**Exercise objective:**
Find each line in the listing that contains the string "negative", and copy those lines in full.

Stored data:
====

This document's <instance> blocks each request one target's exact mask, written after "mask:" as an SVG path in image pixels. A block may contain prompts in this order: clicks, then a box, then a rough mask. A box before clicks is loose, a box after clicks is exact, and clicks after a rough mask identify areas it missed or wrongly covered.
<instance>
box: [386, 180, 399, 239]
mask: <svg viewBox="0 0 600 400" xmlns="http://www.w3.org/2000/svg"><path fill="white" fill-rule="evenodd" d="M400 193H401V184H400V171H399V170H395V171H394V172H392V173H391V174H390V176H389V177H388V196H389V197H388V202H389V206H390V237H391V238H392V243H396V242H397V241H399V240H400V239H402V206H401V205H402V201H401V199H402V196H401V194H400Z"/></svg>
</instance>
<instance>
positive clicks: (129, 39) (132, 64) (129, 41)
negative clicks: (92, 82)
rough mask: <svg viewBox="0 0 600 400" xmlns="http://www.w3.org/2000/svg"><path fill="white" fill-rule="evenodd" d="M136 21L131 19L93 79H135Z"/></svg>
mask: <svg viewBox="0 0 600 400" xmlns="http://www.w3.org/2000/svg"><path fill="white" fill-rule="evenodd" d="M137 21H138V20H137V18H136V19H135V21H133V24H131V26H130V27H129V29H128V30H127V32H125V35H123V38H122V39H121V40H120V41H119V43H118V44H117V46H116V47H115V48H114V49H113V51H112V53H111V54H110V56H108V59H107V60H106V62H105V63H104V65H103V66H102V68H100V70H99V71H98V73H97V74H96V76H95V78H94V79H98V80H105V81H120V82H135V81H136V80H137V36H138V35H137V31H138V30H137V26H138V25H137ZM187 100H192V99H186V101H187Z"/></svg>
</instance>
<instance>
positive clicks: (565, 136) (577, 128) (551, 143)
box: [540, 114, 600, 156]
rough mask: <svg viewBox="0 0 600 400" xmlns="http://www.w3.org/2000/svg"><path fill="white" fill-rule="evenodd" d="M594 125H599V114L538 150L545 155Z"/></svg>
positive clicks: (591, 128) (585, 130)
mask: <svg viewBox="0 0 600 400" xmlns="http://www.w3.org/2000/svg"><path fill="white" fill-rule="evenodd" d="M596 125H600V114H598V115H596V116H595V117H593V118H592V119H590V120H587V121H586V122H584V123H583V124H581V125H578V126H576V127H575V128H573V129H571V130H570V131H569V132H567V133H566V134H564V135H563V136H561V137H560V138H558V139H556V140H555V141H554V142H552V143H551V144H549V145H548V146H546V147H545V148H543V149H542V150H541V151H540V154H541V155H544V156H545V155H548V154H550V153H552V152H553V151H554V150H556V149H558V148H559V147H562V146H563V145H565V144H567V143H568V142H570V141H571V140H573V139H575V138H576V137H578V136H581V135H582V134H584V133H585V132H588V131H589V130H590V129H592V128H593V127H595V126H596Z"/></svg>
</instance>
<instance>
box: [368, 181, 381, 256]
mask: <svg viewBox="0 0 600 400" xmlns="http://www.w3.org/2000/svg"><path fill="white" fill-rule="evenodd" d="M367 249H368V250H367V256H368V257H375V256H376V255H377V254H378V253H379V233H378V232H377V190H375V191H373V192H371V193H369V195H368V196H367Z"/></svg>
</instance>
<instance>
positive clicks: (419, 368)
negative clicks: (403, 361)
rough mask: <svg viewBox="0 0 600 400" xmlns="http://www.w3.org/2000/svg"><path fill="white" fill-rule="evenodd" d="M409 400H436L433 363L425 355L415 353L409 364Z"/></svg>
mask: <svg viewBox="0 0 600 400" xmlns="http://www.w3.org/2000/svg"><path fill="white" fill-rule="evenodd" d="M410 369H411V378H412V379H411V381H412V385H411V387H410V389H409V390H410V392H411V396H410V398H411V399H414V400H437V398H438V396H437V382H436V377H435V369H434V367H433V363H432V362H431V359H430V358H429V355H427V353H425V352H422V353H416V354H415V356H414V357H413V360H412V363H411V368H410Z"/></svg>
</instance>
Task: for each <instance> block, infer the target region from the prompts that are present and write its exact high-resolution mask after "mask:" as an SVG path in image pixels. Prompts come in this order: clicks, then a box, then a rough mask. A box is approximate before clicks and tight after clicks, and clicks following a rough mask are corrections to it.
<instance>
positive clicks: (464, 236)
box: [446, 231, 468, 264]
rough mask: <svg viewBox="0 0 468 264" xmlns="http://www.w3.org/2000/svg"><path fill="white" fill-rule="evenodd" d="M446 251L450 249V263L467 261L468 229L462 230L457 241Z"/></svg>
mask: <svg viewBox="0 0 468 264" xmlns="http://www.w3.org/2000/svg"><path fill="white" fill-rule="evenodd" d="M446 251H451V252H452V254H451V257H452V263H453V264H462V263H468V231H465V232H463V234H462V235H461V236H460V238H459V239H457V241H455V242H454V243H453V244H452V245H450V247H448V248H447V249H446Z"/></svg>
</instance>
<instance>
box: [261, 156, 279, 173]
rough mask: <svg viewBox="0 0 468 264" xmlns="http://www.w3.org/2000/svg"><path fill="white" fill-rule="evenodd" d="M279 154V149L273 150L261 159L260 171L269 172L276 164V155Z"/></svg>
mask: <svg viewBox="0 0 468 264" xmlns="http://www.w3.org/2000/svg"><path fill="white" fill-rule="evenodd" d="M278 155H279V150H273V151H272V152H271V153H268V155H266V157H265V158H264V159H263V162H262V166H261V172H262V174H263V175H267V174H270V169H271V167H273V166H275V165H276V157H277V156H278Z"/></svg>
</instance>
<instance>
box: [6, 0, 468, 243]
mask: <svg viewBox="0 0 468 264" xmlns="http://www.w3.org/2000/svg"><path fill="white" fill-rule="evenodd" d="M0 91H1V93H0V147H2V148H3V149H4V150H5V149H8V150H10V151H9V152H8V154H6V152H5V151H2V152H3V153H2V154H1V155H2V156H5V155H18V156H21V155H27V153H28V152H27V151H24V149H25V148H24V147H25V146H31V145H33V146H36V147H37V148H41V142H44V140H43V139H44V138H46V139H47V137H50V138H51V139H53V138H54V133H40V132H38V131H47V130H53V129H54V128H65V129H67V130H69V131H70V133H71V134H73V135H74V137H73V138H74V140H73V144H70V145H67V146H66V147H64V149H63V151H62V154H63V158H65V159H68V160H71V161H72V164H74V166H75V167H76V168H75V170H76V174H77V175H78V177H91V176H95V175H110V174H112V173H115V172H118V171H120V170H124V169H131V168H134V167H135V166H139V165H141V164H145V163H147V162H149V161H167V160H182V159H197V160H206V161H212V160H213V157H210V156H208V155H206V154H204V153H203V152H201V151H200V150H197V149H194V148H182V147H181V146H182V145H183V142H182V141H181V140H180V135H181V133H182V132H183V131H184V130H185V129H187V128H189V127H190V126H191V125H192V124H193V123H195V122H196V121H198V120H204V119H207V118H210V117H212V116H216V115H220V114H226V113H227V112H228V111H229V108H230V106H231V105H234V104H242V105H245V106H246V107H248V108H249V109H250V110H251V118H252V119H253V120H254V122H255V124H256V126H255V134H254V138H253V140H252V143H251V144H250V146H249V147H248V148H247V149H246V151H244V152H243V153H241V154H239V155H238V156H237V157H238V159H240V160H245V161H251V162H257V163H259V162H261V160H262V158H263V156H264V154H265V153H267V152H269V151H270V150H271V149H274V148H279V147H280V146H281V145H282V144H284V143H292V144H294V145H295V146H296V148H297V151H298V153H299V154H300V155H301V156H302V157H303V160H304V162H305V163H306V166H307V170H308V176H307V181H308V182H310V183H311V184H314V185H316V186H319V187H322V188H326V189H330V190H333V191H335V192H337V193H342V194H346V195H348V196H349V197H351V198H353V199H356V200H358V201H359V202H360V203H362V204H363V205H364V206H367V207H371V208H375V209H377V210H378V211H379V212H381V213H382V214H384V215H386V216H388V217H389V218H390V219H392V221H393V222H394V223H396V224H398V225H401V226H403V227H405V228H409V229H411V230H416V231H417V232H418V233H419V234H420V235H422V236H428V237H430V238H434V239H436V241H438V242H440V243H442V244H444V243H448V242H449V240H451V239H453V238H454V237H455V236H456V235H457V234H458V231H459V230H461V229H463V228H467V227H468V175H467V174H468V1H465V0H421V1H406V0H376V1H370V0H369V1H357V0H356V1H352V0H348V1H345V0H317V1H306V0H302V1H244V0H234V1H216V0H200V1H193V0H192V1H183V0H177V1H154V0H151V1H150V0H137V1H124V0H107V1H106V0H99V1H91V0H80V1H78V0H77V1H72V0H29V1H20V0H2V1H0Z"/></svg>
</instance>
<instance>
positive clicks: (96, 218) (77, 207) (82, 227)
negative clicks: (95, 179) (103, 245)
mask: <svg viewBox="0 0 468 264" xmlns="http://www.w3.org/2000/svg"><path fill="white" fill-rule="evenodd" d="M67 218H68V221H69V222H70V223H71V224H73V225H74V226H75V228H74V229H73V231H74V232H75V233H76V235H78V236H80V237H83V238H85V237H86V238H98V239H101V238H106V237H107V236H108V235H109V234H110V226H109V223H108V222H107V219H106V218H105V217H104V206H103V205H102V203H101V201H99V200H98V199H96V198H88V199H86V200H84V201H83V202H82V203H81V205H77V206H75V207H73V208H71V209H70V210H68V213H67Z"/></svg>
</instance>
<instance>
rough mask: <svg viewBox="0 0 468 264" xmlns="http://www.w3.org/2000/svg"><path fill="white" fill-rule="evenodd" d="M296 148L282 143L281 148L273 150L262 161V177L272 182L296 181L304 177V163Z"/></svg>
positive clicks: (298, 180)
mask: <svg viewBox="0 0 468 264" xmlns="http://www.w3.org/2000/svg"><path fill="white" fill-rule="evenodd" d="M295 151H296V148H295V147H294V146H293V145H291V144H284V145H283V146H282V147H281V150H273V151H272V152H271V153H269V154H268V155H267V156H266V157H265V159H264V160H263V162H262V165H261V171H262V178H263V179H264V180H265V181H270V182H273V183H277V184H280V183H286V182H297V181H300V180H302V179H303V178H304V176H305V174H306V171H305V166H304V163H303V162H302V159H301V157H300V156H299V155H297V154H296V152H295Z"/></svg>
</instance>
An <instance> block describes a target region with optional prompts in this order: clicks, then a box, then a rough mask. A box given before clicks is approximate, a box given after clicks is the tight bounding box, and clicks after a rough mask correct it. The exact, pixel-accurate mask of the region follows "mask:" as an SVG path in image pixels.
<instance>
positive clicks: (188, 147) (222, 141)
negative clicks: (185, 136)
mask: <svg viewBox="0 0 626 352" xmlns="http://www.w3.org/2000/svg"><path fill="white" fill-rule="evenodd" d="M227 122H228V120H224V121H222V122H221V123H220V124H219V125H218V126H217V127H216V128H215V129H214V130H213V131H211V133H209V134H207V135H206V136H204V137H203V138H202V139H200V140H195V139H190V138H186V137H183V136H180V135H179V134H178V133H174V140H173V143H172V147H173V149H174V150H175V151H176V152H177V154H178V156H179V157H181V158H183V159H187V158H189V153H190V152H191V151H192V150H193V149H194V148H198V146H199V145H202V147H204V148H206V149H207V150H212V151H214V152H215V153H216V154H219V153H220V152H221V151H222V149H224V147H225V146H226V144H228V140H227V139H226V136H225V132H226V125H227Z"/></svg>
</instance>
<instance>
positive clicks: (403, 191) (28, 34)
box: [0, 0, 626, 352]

====

**Answer section:**
negative clicks: (92, 82)
negative clicks: (403, 361)
negative clicks: (95, 179) (103, 245)
negative clicks: (185, 136)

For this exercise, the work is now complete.